Please pick out every line in the entries below that contains the word "above", and copy each of those lines.

-- BEGIN Provided entries --

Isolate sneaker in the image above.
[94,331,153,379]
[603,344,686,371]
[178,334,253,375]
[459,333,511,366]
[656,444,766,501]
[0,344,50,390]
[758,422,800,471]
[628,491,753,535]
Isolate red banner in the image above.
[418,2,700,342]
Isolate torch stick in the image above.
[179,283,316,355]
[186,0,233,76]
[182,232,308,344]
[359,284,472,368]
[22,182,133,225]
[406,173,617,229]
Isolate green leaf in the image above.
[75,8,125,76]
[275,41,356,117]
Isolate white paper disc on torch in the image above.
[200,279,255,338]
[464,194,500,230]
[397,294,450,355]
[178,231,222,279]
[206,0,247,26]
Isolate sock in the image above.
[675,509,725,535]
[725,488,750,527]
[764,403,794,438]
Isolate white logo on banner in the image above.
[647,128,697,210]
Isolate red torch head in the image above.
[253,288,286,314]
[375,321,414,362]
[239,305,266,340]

-- END Provided entries --
-- BEGIN Provided entries --

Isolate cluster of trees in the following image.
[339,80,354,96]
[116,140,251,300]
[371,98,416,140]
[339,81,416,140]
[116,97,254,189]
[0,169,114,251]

-- END Provided entries --

Result:
Isolate sneaker in the image above.
Isolate red banner in the image above.
Isolate torch stick in the image above.
Isolate green leaf in the image above.
Isolate white paper disc on torch in the image above.
Isolate sock in the image above.
Isolate white logo on banner in the image above.
Isolate red torch head in the image above.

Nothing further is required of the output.